■ **TO-DO ITEM A**: In the mailing list message below, what is the subject line?

■ **SELECTED TEXT**:
·····
From: "Kirill A. Shutemov" <kirill@shutemov.name>
To: Hugh Dickins <hughd@google.com>
Cc: "Kirill A. Shutemov" <kirill.shutemov@linux.intel.com>,
Andrew Morton <akpm@linux-foundation.org>,
Andrea Arcangeli <aarcange@redhat.com>,
David Rientjes <rientjes@google.com>,
Dave Hansen <dave.hansen@intel.com>, Mel Gorman <mgorman@suse.de>,
Rik van Riel <riel@redhat.com>, Vlastimil Babka <vbabka@suse.cz>,
Christoph Lameter <cl@gentwo.org>,
Naoya Horiguchi <n-horiguchi@ah.jp.nec.com>,
Steve Capper <steve.capper@linaro.org>,
"Aneesh Kumar K.V" <aneesh.kumar@linux.vnet.ibm.com>,
Johannes Weiner <hannes@cmpxchg.org>,
Michal Hocko <mhocko@suse.cz>,
Jerome Marchand <jmarchan@redhat.com>,
linux-kernel@vger.kernel.org, linux-mm@kvack.org
Subject: Re: page-flags behavior on compound pages: a worry
Date: Fri, 7 Aug 2015 17:49:49 +0300 [thread overview]
Message-ID: <20150807144949.GA12177@node.dhcp.inet.fi> (raw)
In-Reply-To: <alpine.LSU.2.11.1508061121120.7500@eggly.anvils>
On Thu, Aug 06, 2015 at 12:24:22PM -0700, Hugh Dickins wrote:
> > I'm trying to wrap my head around this mail and not sure if I succeed
> > much. :-|
>
> Sorry for not being clearer.
Not your fault.
The problem you've pointed to is on edge of my understanding of concurrency.
> On Thu, 6 Aug 2015, Kirill A. Shutemov wrote:
> > > To be more specific: if preemption, or an interrupt, or entry to SMM
> > > mode, or whatever, delays this thread somewhere in that compound_head()
·····
■ **RECORDS SUPPLIED**:

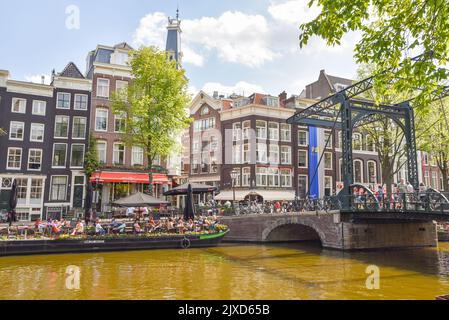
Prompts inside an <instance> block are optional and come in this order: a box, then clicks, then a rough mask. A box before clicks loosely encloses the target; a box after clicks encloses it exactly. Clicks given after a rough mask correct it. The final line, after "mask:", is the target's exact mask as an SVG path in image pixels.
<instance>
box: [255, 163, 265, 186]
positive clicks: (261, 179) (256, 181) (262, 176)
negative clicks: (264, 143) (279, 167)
mask: <svg viewBox="0 0 449 320" xmlns="http://www.w3.org/2000/svg"><path fill="white" fill-rule="evenodd" d="M256 184H257V185H258V186H266V185H267V168H259V167H258V168H256Z"/></svg>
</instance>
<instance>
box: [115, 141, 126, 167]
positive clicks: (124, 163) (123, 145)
mask: <svg viewBox="0 0 449 320" xmlns="http://www.w3.org/2000/svg"><path fill="white" fill-rule="evenodd" d="M118 145H122V146H123V163H119V162H117V161H116V158H115V146H118ZM112 163H113V164H114V165H125V163H126V146H125V144H124V143H123V142H114V144H113V146H112Z"/></svg>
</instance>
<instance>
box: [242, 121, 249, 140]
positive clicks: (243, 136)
mask: <svg viewBox="0 0 449 320" xmlns="http://www.w3.org/2000/svg"><path fill="white" fill-rule="evenodd" d="M250 130H251V121H249V120H247V121H243V139H244V140H248V139H249V132H250Z"/></svg>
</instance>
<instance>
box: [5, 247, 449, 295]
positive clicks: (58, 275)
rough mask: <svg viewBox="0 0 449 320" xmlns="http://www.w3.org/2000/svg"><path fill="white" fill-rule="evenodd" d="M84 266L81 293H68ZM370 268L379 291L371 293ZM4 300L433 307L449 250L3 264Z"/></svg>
mask: <svg viewBox="0 0 449 320" xmlns="http://www.w3.org/2000/svg"><path fill="white" fill-rule="evenodd" d="M71 265H72V266H78V267H79V270H80V271H81V272H80V289H79V290H69V289H66V278H67V274H66V268H67V267H68V266H71ZM368 265H377V266H378V267H379V268H380V289H379V290H368V289H366V286H365V281H366V278H367V276H368V275H367V274H366V273H365V270H366V268H367V266H368ZM0 283H1V286H0V299H234V300H238V299H434V298H435V296H437V295H442V294H448V293H449V243H441V244H440V247H439V248H438V249H436V248H427V249H414V250H401V251H386V252H380V251H376V252H358V253H347V252H339V251H329V250H323V249H321V248H320V247H318V246H316V245H310V244H309V245H307V244H288V245H271V246H247V245H245V246H237V245H232V246H231V245H222V246H220V247H217V248H207V249H192V250H155V251H139V252H122V253H98V254H77V255H52V256H32V257H6V258H0Z"/></svg>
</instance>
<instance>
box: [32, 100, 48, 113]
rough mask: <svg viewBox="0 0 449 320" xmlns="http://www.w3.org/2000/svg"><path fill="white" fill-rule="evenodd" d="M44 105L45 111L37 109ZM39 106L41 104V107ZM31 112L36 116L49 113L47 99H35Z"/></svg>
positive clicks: (43, 106) (33, 101)
mask: <svg viewBox="0 0 449 320" xmlns="http://www.w3.org/2000/svg"><path fill="white" fill-rule="evenodd" d="M42 105H43V109H44V110H43V111H44V112H43V113H41V112H37V110H39V109H40V107H41V106H42ZM37 106H40V107H39V108H38V107H37ZM31 113H32V114H33V115H35V116H45V114H46V113H47V101H43V100H33V107H32V111H31Z"/></svg>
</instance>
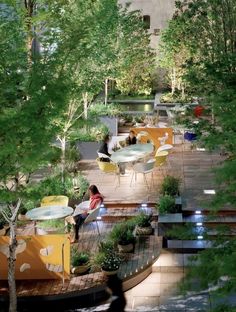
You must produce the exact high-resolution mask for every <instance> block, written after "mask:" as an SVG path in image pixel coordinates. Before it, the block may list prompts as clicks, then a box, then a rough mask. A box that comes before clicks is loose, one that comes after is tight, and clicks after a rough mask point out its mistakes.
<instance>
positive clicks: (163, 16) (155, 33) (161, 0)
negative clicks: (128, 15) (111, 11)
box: [119, 0, 175, 49]
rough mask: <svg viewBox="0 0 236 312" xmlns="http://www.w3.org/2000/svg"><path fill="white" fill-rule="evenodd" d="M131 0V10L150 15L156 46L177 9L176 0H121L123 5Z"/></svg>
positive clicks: (143, 14) (152, 34)
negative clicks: (175, 0)
mask: <svg viewBox="0 0 236 312" xmlns="http://www.w3.org/2000/svg"><path fill="white" fill-rule="evenodd" d="M127 2H130V3H131V5H130V10H131V11H132V10H140V11H141V12H142V15H149V16H150V30H149V31H150V33H151V34H152V36H151V47H152V48H154V49H155V48H156V47H157V44H158V42H159V38H160V31H161V30H162V29H163V28H165V27H166V26H167V23H168V20H170V19H171V18H172V16H173V13H174V11H175V0H129V1H128V0H119V3H120V4H121V5H123V4H125V3H127Z"/></svg>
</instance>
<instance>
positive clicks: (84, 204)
mask: <svg viewBox="0 0 236 312" xmlns="http://www.w3.org/2000/svg"><path fill="white" fill-rule="evenodd" d="M88 190H89V195H90V199H89V200H88V201H84V202H82V203H80V204H79V205H78V206H76V209H75V210H74V213H73V215H72V216H69V217H66V218H65V226H67V225H68V223H69V224H72V225H73V229H74V232H75V239H74V240H73V241H72V242H74V241H76V240H78V239H79V228H80V226H81V225H82V224H83V223H84V220H85V219H86V218H87V216H88V215H89V213H90V212H91V210H93V209H96V208H97V207H98V206H99V205H100V204H102V202H103V196H102V195H101V194H100V192H99V190H98V188H97V187H96V185H90V187H89V189H88Z"/></svg>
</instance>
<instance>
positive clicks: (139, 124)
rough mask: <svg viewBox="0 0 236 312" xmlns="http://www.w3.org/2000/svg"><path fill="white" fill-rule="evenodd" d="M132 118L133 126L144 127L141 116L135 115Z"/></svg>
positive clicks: (142, 119)
mask: <svg viewBox="0 0 236 312" xmlns="http://www.w3.org/2000/svg"><path fill="white" fill-rule="evenodd" d="M134 120H135V126H136V127H144V126H145V122H144V117H143V116H135V117H134Z"/></svg>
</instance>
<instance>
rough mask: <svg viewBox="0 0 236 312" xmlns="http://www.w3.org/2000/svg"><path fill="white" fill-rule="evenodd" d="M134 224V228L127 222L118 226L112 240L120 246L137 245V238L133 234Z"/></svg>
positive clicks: (125, 222) (111, 236) (116, 224)
mask: <svg viewBox="0 0 236 312" xmlns="http://www.w3.org/2000/svg"><path fill="white" fill-rule="evenodd" d="M133 230H134V224H133V223H132V226H131V225H130V224H128V223H127V222H124V223H119V224H116V225H115V226H114V227H113V229H112V231H111V233H110V238H111V239H112V240H113V241H114V242H115V243H116V244H120V245H128V244H133V243H135V236H134V234H133Z"/></svg>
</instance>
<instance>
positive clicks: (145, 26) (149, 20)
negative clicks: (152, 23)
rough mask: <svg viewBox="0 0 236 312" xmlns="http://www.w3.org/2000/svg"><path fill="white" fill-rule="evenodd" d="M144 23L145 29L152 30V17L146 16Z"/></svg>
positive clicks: (144, 26)
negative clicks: (151, 24) (151, 27)
mask: <svg viewBox="0 0 236 312" xmlns="http://www.w3.org/2000/svg"><path fill="white" fill-rule="evenodd" d="M143 22H144V27H145V29H150V23H151V19H150V15H144V16H143Z"/></svg>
·····
■ **TO-DO ITEM B**: Count the lines of the records above that contain the word "negative". Reply with only the number.

■ **EXPECTED ANSWER A**: Re: page-flags behavior on compound pages: a worry

■ **EXPECTED ANSWER B**: 5